begin SUPPLIED INFORMATION
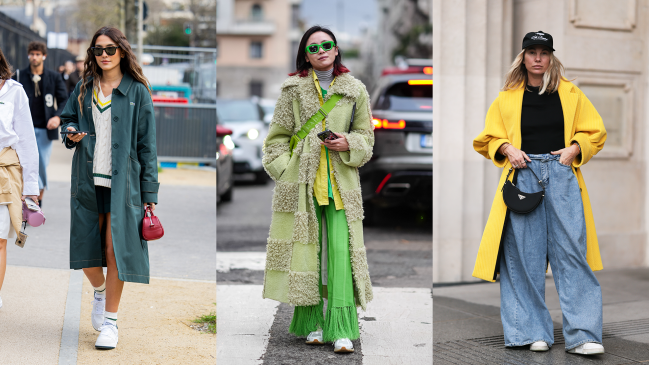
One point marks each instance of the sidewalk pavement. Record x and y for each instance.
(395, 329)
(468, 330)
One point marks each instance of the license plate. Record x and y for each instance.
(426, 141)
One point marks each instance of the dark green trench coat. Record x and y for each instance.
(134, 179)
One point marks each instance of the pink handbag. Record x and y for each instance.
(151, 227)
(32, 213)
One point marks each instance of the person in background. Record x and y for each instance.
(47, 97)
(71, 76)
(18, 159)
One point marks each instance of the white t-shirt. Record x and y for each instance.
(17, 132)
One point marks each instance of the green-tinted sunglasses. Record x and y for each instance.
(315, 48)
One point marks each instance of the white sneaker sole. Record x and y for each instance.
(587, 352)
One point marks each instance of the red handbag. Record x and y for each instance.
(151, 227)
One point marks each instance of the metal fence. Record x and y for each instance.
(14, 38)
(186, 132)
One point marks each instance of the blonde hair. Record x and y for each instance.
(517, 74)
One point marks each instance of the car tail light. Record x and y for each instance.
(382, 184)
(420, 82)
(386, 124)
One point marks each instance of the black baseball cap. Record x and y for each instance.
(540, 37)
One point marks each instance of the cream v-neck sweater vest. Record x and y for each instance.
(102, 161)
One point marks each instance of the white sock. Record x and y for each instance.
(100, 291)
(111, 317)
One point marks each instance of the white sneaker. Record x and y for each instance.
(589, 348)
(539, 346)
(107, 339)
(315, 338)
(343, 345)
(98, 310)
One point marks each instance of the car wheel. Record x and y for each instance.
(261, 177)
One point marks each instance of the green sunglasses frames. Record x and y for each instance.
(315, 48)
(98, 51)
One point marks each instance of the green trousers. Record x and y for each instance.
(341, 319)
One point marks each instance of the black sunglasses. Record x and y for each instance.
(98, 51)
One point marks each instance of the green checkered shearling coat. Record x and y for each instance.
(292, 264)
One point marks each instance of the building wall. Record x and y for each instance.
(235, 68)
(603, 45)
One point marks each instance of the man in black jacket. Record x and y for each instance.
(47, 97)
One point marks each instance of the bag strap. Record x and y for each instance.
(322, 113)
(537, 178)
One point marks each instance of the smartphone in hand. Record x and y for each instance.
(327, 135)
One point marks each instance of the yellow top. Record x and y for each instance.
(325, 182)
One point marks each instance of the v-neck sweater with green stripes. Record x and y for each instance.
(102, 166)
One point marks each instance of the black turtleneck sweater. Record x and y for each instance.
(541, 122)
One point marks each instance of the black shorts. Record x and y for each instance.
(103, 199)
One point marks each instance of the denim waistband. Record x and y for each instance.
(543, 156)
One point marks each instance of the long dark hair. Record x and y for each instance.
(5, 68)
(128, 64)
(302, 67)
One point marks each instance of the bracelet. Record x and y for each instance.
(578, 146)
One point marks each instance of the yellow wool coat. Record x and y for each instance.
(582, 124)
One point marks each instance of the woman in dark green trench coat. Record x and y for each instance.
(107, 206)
end SUPPLIED INFORMATION
begin SUPPLIED INFORMATION
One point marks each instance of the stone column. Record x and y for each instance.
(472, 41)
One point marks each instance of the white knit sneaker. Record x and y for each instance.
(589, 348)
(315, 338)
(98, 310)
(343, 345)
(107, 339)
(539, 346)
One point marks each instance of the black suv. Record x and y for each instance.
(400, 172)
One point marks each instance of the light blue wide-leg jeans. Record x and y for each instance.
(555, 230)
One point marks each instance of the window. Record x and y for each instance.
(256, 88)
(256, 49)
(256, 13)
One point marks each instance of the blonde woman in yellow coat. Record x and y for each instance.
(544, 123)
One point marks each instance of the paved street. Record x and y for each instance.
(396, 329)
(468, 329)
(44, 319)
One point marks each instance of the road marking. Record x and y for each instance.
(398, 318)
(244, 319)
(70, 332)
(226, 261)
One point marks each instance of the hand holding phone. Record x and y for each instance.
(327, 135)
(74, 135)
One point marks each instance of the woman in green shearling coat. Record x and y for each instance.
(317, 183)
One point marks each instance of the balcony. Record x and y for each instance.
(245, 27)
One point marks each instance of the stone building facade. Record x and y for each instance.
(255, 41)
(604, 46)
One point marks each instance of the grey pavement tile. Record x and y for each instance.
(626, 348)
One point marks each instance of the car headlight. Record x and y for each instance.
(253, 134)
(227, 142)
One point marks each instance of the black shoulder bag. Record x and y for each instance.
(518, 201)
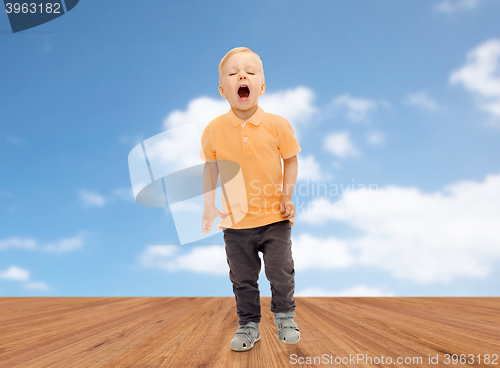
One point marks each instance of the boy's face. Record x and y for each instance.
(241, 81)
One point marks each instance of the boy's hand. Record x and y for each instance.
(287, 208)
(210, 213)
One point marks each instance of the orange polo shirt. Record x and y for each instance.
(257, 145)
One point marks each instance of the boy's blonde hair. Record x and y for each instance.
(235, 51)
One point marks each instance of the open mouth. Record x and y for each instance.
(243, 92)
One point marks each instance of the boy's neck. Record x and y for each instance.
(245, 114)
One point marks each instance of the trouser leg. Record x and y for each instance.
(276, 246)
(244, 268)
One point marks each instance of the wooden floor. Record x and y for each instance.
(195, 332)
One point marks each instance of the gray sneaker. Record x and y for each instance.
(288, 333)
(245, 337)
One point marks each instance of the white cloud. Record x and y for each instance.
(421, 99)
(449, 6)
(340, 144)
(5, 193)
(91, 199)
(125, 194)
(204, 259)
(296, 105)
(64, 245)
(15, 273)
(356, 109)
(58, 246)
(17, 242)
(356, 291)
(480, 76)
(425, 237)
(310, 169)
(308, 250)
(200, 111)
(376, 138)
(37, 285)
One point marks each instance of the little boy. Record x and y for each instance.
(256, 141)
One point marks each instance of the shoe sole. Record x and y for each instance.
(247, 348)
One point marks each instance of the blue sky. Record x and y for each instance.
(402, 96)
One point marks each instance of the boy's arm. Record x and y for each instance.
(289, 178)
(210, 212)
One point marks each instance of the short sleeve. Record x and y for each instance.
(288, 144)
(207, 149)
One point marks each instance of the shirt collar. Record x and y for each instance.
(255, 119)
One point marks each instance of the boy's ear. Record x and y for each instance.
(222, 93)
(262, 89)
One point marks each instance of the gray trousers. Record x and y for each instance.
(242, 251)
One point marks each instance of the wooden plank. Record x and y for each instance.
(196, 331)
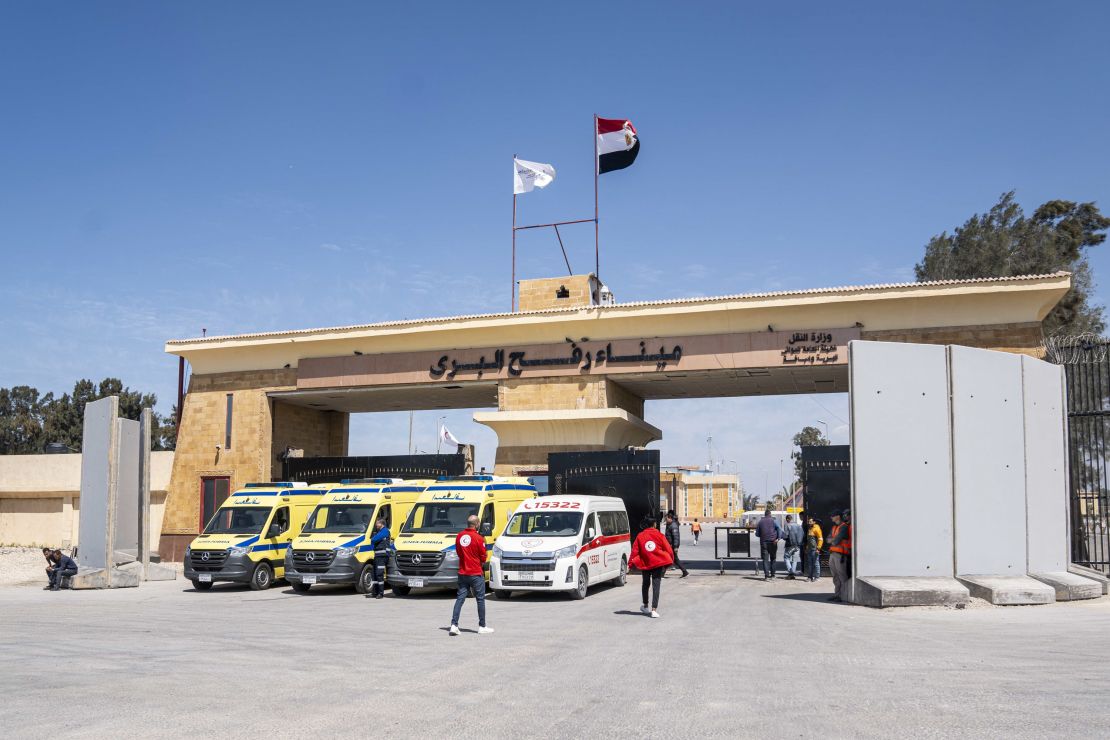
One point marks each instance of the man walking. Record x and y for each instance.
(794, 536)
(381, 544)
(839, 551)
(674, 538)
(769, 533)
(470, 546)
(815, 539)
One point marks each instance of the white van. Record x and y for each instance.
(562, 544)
end SUPPLIED INFORMATION
begin SUPPLIED INFORMATION
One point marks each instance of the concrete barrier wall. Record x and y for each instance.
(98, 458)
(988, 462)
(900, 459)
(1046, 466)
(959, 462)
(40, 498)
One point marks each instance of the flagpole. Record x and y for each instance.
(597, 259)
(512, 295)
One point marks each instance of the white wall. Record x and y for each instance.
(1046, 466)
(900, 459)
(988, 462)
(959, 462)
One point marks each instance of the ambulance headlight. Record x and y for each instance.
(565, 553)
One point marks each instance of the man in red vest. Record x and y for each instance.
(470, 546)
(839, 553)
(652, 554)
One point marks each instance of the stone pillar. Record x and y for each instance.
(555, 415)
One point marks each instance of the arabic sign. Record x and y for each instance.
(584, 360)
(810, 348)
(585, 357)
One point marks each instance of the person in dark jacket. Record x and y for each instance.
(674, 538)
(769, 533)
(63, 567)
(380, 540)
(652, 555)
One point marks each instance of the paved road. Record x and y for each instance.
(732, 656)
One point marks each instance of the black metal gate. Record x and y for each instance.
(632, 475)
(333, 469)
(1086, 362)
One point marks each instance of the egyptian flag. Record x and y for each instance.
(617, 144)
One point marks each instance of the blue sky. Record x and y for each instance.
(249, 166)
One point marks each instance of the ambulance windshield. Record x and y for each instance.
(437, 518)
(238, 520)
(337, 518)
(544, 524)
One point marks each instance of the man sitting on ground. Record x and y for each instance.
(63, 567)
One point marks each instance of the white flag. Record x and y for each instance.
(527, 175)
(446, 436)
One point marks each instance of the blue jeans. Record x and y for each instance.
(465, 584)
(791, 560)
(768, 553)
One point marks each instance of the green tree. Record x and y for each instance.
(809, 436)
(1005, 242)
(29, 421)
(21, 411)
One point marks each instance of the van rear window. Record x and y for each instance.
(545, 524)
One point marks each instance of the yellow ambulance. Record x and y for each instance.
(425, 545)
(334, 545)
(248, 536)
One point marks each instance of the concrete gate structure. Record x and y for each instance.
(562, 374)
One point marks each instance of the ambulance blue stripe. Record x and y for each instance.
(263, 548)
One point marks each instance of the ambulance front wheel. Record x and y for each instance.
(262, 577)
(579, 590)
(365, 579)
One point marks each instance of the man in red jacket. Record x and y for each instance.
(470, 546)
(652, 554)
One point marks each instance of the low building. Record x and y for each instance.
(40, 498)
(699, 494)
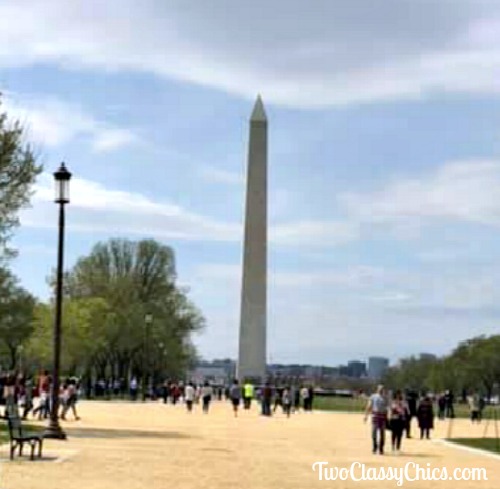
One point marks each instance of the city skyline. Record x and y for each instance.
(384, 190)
end SUPPLIED INFORMATION
# WRITTEN EXERCISE:
Copy out every line of the material above that contains the string "sole".

# WRITTEN RESPONSE:
One point marks each instance of the white sneaker sole. Record x and y for each instance.
One point marks each instance of the shoe sole. Record x and y for each instance.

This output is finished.